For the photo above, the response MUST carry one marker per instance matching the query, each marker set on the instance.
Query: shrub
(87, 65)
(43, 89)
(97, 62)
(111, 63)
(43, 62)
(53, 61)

##############################

ABOUT THIS EXERCISE: Nothing in the records may be left out; reproduce them exactly.

WRITTEN REPLY:
For the photo above, the response MUST carry one marker per instance matching the query, each marker set on the instance.
Query: shrub
(87, 65)
(43, 89)
(97, 62)
(111, 63)
(43, 62)
(53, 61)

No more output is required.